Work required: Extract every line of the listing below that contains the string "apply". Case counts.

Given information:
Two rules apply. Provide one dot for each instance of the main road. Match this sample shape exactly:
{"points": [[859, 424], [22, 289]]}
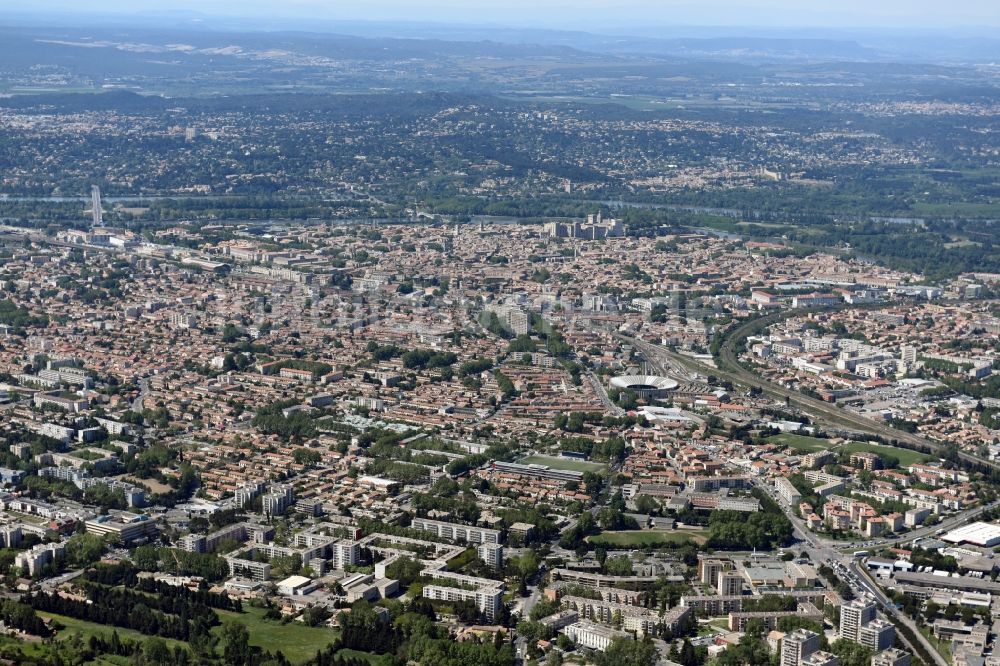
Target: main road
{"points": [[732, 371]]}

...

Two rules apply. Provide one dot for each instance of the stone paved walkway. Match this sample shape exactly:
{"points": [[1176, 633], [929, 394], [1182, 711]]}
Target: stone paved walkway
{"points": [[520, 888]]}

Final result:
Two rules apply. Provide one dot for each instance of the main road. Match this sample shape exactly:
Two rules apply. Provide one dot for each instance of the stone paved walkway. Match this sample shape exactly:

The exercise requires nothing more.